## Aim of the task
Reproduce the passage of the C++-sig message on unsigned long long conversion, starting at "[C++-sig] Re: long" and ending at "your implicitly_convertible<...> invocations.".
--- Selected text ---
[C++-sig] Re: long long unsigned issue...

Milind Patil milind_patil at hotmail.com
Sun May 4 00:35:50 CEST 2003

"David Abrahams" <dave at boost-consulting.com> wrote in message
news:uk7d8n8k7.fsf at boost-consulting.com...
> "Milind Patil" <milind_patil at hotmail.com> writes:
> > Hi,
> > Why wouldn't it try yo convert to long long unsigned int before trying
> > out int?
> Because of the order of your implicitly_convertible<...> invocations.
> Conversions to a C++ type (Y in this case) get tried in the order
> they're registered.  I know; it's confusing since that's the opposite
> of the way overloads work.

This clears some of my puzzlement. Thank you.

> Are you sure you want the implicitly_convertible invocations?  You
> don't need them in order to be able to compile and run the code above.
> The only reason you would need them was if you wanted to be able to
> pass a Python int or long directly to a wrapped C++ function accepting
> a Y or Y const& argument.
> That's because the constructor overloads get searched first (in
> reverse order), then converters to the argument types get searched (in
> forward order).
--- Provided material ---
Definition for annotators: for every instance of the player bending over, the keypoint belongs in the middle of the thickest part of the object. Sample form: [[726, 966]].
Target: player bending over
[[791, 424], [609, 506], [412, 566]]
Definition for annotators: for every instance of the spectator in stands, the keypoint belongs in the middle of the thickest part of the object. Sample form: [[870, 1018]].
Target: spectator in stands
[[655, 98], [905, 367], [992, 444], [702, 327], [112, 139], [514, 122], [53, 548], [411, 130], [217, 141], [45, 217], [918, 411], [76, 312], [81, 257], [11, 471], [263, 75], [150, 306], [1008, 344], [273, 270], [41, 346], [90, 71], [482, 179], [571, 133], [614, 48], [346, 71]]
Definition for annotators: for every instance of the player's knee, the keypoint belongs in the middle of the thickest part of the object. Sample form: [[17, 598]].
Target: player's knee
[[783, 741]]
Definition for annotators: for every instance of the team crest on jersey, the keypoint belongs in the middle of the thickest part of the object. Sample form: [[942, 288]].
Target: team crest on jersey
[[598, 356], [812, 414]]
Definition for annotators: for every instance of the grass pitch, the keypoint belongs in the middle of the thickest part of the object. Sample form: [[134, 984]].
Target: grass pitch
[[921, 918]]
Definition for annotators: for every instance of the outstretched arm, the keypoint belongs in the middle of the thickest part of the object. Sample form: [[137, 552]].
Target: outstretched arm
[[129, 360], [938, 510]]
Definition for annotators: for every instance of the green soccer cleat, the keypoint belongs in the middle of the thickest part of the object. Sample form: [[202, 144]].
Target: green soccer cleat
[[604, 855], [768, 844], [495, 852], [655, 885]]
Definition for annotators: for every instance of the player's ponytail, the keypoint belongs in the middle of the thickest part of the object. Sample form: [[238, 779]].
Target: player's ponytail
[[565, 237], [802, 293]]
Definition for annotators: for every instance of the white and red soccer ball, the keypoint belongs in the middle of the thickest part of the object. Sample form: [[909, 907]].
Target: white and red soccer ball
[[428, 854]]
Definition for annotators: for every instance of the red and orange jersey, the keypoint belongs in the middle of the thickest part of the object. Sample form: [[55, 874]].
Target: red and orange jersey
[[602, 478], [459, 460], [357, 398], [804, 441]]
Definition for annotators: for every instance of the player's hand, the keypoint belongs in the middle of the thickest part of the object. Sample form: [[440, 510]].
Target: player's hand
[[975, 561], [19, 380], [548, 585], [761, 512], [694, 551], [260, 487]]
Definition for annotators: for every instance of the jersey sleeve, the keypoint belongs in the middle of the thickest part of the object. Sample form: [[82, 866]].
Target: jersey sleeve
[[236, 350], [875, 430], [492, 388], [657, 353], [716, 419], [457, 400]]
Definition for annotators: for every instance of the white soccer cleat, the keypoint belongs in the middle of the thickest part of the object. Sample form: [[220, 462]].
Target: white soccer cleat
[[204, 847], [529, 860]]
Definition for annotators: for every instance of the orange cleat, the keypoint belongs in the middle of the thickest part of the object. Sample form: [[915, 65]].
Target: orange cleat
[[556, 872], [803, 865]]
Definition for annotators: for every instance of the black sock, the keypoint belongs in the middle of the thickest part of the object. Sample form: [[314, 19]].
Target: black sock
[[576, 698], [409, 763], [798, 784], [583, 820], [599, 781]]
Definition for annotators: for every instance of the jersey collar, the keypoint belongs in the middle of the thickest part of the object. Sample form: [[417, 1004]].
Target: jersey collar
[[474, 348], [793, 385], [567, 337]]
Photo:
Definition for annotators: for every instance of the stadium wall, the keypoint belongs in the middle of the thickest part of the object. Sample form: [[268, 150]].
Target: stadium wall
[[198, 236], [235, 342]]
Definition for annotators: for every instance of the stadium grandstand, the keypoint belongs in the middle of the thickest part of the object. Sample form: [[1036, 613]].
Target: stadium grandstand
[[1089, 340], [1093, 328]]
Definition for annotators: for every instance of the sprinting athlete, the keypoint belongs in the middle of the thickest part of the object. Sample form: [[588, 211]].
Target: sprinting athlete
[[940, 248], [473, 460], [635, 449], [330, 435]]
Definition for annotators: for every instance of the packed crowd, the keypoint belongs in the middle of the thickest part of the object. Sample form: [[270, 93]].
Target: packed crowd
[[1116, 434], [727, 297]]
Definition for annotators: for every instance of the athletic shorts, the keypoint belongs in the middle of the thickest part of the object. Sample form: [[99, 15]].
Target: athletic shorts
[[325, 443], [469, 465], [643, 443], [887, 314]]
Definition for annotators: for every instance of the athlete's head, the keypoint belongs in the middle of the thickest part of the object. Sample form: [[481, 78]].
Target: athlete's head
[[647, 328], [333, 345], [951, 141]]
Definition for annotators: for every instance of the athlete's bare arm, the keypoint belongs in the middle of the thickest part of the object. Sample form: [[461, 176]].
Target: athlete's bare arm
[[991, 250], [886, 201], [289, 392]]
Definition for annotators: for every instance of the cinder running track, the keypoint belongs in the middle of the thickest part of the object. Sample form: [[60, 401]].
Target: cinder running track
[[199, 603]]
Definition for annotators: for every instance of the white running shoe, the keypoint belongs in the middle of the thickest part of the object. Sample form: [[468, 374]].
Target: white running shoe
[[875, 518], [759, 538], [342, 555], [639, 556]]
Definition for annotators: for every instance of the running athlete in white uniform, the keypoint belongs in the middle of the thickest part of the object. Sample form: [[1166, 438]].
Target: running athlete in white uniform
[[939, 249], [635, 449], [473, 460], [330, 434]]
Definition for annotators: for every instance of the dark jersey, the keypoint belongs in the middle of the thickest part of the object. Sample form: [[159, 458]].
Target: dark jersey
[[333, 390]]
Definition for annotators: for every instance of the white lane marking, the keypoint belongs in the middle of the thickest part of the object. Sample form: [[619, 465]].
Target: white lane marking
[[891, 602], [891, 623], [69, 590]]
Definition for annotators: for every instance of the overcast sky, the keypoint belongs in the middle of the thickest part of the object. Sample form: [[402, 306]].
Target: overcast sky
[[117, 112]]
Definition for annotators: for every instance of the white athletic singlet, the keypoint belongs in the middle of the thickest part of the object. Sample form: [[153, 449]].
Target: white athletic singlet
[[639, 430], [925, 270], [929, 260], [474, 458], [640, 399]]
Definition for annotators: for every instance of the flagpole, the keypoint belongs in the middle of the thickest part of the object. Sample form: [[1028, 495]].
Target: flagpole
---
## Worked solution
[C++-sig] Re: long long unsigned issue...

Milind Patil milind_patil at hotmail.com
Sun May 4 00:35:50 CEST 2003

"David Abrahams" <dave at boost-consulting.com> wrote in message
news:uk7d8n8k7.fsf at boost-consulting.com...
> "Milind Patil" <milind_patil at hotmail.com> writes:
> > Hi,
> > Why wouldn't it try yo convert to long long unsigned int before trying
> > out int?
> Because of the order of your implicitly_convertible<...> invocations.